→ Try it
Set down every line below, word for word.

→ Text-to-region grounding data
---+---
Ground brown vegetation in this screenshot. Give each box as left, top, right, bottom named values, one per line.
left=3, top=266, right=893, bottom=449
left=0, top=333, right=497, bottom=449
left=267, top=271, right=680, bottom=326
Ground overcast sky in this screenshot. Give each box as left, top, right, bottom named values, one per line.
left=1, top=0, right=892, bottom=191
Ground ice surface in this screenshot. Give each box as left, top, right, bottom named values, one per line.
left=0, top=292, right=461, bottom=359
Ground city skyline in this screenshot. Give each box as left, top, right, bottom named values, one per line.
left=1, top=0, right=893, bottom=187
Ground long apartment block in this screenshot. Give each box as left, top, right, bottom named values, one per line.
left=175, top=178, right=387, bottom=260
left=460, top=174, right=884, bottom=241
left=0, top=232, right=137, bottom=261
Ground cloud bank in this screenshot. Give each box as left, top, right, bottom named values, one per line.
---+---
→ Written solution
Ground brown vegetation in this screenshot. Give each box as left, top, right, bottom named values, one per line.
left=3, top=266, right=893, bottom=449
left=0, top=333, right=497, bottom=449
left=267, top=271, right=680, bottom=326
Ground overcast sky in this screenshot. Give each box as left, top, right, bottom named values, one per line.
left=1, top=0, right=892, bottom=191
Ground ice surface in this screenshot. Give each box as left, top, right, bottom named values, one per line.
left=0, top=292, right=461, bottom=359
Ground city skyline in this screenshot. Give each box as left, top, right, bottom named values, one per line.
left=1, top=0, right=893, bottom=187
Ground long apartment block in this screenshot. Give each box as left, top, right, bottom named values, one per line.
left=175, top=178, right=387, bottom=260
left=460, top=174, right=884, bottom=241
left=0, top=232, right=137, bottom=261
Ground cloud bank in this screenshot. Give each box as left, top, right, bottom named values, one per line.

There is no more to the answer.